— Start of Records provided —

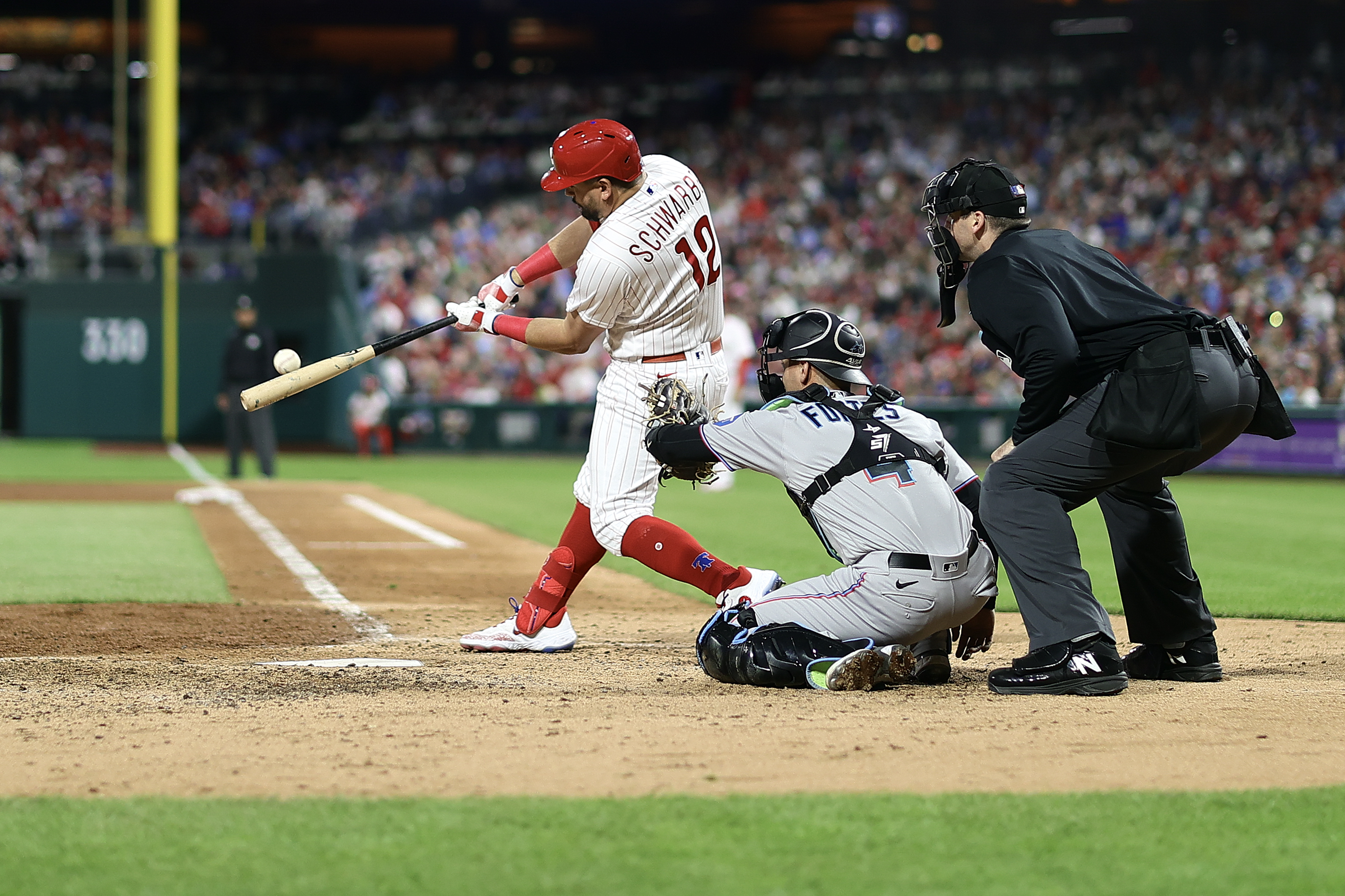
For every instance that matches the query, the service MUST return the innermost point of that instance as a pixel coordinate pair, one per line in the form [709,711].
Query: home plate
[346,664]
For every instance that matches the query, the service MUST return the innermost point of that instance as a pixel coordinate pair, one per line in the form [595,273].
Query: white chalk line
[303,570]
[403,523]
[373,545]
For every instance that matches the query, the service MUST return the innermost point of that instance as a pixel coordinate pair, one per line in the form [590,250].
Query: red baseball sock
[561,574]
[673,552]
[579,537]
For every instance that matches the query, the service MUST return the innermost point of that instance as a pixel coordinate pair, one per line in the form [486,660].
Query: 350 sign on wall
[115,341]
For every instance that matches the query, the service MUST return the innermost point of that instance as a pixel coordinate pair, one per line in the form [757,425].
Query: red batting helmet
[598,148]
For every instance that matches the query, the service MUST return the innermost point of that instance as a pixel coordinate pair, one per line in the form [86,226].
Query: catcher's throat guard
[973,185]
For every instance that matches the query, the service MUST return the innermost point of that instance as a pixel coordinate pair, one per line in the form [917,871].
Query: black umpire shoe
[1193,661]
[1091,668]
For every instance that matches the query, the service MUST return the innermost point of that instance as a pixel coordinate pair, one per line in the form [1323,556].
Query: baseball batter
[647,282]
[884,491]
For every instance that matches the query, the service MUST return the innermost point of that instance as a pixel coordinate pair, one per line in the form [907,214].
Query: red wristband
[512,327]
[537,266]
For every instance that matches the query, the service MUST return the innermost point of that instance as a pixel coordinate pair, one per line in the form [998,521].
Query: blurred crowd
[1220,182]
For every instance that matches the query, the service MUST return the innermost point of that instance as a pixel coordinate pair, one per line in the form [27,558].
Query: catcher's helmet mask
[832,344]
[973,185]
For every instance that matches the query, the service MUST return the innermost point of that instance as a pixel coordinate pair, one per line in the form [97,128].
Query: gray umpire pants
[259,424]
[1025,500]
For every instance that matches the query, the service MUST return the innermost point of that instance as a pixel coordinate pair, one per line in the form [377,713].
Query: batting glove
[471,317]
[502,291]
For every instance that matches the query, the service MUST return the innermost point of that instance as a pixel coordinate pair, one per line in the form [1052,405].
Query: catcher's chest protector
[875,447]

— End of Records provided —

Rewrite all the records above, changing "innermost point" to "central point" everywhere and leaving everything else the same. Leave the pictures out.

For every instance that matches the query, the service MUST return the central point of that instance as a pixel coordinate pair, one per line in the form [709,711].
Query: home plate
[346,664]
For every instance that matches the query, the service MUST return the central point of that instance as a pixel coordinate pair, one per line in the form [595,273].
Query: white chalk line
[303,570]
[403,523]
[373,545]
For every instance that matches the query, the service MUST return the central point of that instance as a pixel coordinate pair, one per line in the form [590,250].
Query: red baseball sock
[561,574]
[673,552]
[579,537]
For every instance that matches the query, the service MUST return the central point of that instance as a pixel coordinate pair, one per line in the form [486,660].
Query: 350 sign on wall
[115,341]
For every instance that matches the query, the service MUST return the central point of that instance as a pixel coordinate pair, one per line in the form [757,425].
Query: red batting helmet
[598,148]
For every instance that matches the query, the service MUST return the central point of that instance as a pixel coordinate pair, one per line in the form [86,226].
Query: catcher's throat guard
[973,185]
For every instance that matches the query, the service MUST return the central point of that instance as a pixel coordinate pair, one per line in the form [917,871].
Query: black umpire shoe
[1193,661]
[1091,668]
For every instance that matches the query, the service MUST return the central point of that instance as a pixel coordinate pair, one per line in the form [1323,556].
Query: baseball batter
[647,282]
[884,491]
For every instance that matches the query, the service MUST return the central point of that instance as a pixel coordinate pair, one per line in the form [907,214].
Query: red wristband
[512,327]
[537,266]
For every instance that matches the query, the service MUST return the central point of that instance as a pixel coordinate pair, one per line in the form [998,521].
Query: blurred crowd
[1220,182]
For every instance that matches the query, the service MUST return the central point of that instance as a pixel coordinate pair, one per line in the form [27,558].
Query: catcher's helmet mask
[832,344]
[973,185]
For every instance that matches the query, the service MUST return the central point of that instance as a pixel coordinate pair, one per line in the form [97,128].
Query: gray umpire pants
[259,424]
[1025,500]
For every instance that matches the query, the service MUST return the central point of that instance as a pixel coordinate pair, one per line in the form [377,713].
Query: batting glove
[471,317]
[502,291]
For every instance that matches the query, the service MUST return the central point of that instance as a pixel coordinate pair, one per line in the form [1052,405].
Query: catcher's chest protector
[875,447]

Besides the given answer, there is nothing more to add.